### Trecho da fonte
Que vemos nos dias que correm em nossa pátria? Que vemos no Brasil?
Assistimos, neste momento, a um movimento revolucionário incontestável. O golpe de estado é apregoado na praça pública e no Parlamento.
Diante desta situação o homem de pensamento, o homem habituado a meditar sobre os problemas, vê surgir diante dele duas perguntas: Em primeiro lugar, o golpe que se quer dar visa o que? Contra o que se quer dar o golpe?; e em segundo lugar, golpe para que: qual é o objetivo do golpe? Em primeiro lugar, portanto, pergunta-se: Contra que?; e em segundo lugar, para que?
Se nós analisarmos a situação nacional, verificamos que a nação vive dentro da ordem constitucional. Temos uma Constituição democrática e o regime está em vigor, a Constituição está em vigor. O Vice-Presidente da República, na falta do Presidente, assumiu a Presidência e está exercendo legalmente o seu mandato; não há nenhum arbítrio, não há prepotência, não há opressão. Dentro em pouco se vão-se realizar as eleições normais para sucessão presidencial. Dentro desse quadro, porque motivo se fala tanto em golpe? Não sejamos ingênuos, meus amigos, quando fazemos essa pergunta. Os objetivos do golpe não constituem nenhum mistério e surgem bem claros diante dos nossos olhos. O objetivo do golpe, em última análise, simplificando ao máximo este problema, em última análise o objetivo do golpe outro não é senão o de impedir que exerça o governo algum candidato que for eleito pelo povo mas que não mereça o apoio daqueles que querem dar o golpe. Se nós quisermos simplificar ao máximo esta questão diremos que a teoria que não é metafísica mas bem simples, a teoria daqueles que pregam a necessidade do golpe outra não é senão a seguinte: A eleição será legítima se levar à Presidência da República determinado candidato, mas será ilegítima se levar à Presidência da República qualquer outro candidato. Sendo ilegítima deve a eleição ser anulada e isto só é possível por meio do golpe. Se nós meditarmos um pouco sobre os discursos que têm sido feitos na Câmara, sobre os artigos que a imprensa ter estabelecido a favor do golpe, verificaremos que, no fundo, em última análise, essa é a teoria do golpe.

### Dados fornecidos
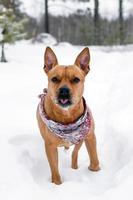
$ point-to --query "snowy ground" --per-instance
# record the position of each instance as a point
(24, 171)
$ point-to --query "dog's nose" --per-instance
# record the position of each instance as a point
(64, 91)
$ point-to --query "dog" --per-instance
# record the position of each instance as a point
(63, 115)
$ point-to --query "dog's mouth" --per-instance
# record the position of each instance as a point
(64, 102)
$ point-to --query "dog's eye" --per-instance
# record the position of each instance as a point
(76, 80)
(55, 80)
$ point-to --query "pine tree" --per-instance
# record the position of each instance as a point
(11, 28)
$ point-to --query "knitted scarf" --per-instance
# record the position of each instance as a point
(72, 132)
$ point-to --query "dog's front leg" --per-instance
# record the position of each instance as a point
(75, 155)
(52, 155)
(90, 143)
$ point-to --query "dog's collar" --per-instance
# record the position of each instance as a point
(72, 132)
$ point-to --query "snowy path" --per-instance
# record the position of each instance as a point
(24, 170)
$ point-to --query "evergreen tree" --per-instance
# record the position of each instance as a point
(11, 27)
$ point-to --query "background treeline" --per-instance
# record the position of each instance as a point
(79, 29)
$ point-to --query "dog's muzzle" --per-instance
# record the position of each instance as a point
(64, 97)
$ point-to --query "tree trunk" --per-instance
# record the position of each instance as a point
(121, 22)
(46, 17)
(96, 23)
(3, 58)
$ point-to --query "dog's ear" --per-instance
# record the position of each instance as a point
(83, 60)
(50, 59)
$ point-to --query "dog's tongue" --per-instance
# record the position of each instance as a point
(64, 101)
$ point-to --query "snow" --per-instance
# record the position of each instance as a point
(25, 173)
(108, 8)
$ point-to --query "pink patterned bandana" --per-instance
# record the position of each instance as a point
(72, 132)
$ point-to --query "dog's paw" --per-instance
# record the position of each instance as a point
(74, 166)
(94, 168)
(56, 180)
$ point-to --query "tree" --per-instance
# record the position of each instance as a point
(96, 22)
(46, 17)
(121, 22)
(11, 27)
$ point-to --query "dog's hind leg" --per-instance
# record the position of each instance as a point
(75, 155)
(90, 143)
(52, 156)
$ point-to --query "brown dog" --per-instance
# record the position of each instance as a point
(64, 105)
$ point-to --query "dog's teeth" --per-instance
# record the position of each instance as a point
(64, 101)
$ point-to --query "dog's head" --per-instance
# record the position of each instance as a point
(66, 83)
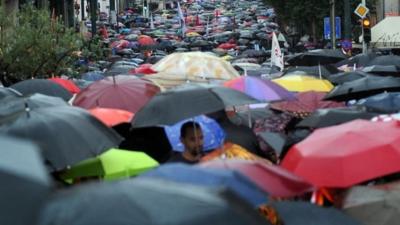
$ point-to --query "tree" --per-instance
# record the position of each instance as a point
(35, 45)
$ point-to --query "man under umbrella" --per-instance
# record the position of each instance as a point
(192, 139)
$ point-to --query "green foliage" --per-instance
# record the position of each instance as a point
(32, 44)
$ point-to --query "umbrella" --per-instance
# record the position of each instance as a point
(25, 183)
(274, 180)
(148, 201)
(340, 78)
(172, 106)
(298, 83)
(46, 87)
(93, 76)
(316, 57)
(304, 213)
(305, 103)
(263, 90)
(65, 134)
(111, 165)
(208, 177)
(324, 71)
(214, 135)
(192, 65)
(346, 154)
(372, 204)
(8, 92)
(330, 117)
(67, 84)
(388, 70)
(384, 102)
(364, 87)
(111, 117)
(359, 60)
(385, 60)
(120, 92)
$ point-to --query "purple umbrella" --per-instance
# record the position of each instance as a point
(263, 90)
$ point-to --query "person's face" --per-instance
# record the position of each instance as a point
(193, 141)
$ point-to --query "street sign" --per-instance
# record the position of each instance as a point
(327, 28)
(361, 11)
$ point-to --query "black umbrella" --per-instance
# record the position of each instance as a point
(364, 87)
(174, 105)
(384, 102)
(316, 57)
(150, 202)
(46, 87)
(304, 213)
(331, 117)
(343, 77)
(385, 60)
(325, 71)
(65, 134)
(359, 60)
(25, 183)
(383, 70)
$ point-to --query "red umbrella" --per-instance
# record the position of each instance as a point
(144, 69)
(306, 103)
(145, 40)
(67, 84)
(274, 180)
(111, 117)
(347, 154)
(120, 92)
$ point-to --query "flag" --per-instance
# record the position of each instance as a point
(182, 20)
(151, 22)
(276, 53)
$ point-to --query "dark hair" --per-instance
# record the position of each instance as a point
(189, 125)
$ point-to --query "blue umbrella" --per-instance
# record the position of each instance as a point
(93, 76)
(214, 135)
(182, 173)
(385, 102)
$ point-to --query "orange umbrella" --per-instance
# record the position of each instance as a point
(111, 117)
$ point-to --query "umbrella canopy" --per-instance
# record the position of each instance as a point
(111, 165)
(305, 103)
(170, 107)
(298, 83)
(120, 92)
(341, 78)
(25, 183)
(388, 70)
(363, 87)
(111, 117)
(372, 204)
(214, 135)
(385, 60)
(67, 84)
(274, 180)
(263, 90)
(148, 201)
(304, 213)
(238, 183)
(316, 57)
(361, 155)
(46, 87)
(194, 65)
(65, 134)
(330, 117)
(384, 102)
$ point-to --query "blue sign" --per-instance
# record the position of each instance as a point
(327, 28)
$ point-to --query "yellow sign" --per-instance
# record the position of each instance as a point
(361, 11)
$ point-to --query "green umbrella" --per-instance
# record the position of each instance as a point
(111, 165)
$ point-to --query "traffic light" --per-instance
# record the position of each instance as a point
(366, 26)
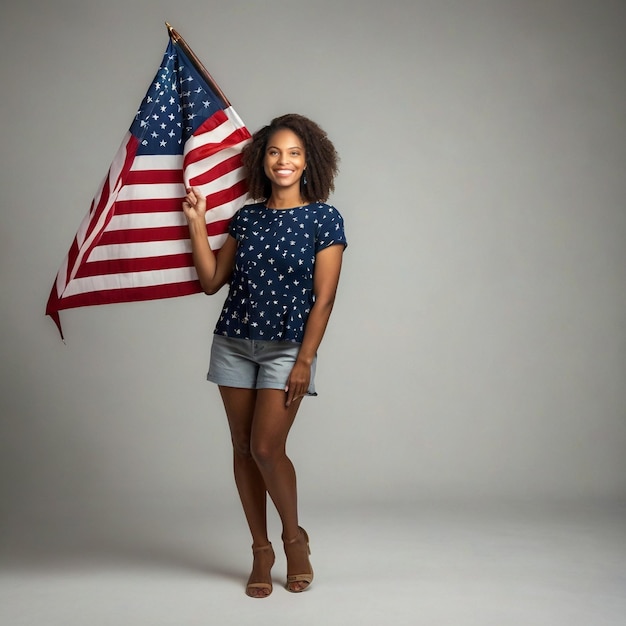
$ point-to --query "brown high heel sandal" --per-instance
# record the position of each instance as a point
(300, 542)
(267, 586)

### Tarefas
A - Transcreva o trecho do discurso sobre o golpe que começa nas palavras "Que vemos nos" e termina em "e no Parlamento.", incluindo essas palavras.
B - Segundo o discurso sobre o golpe, quem assumiu a Presidência na falta do Presidente?

### Respostas
A -
Que vemos nos dias que correm em nossa pátria? Que vemos no Brasil?
Assistimos, neste momento, a um movimento revolucionário incontestável. O golpe de estado é apregoado na praça pública e no Parlamento.

B - O Vice-Presidente da República.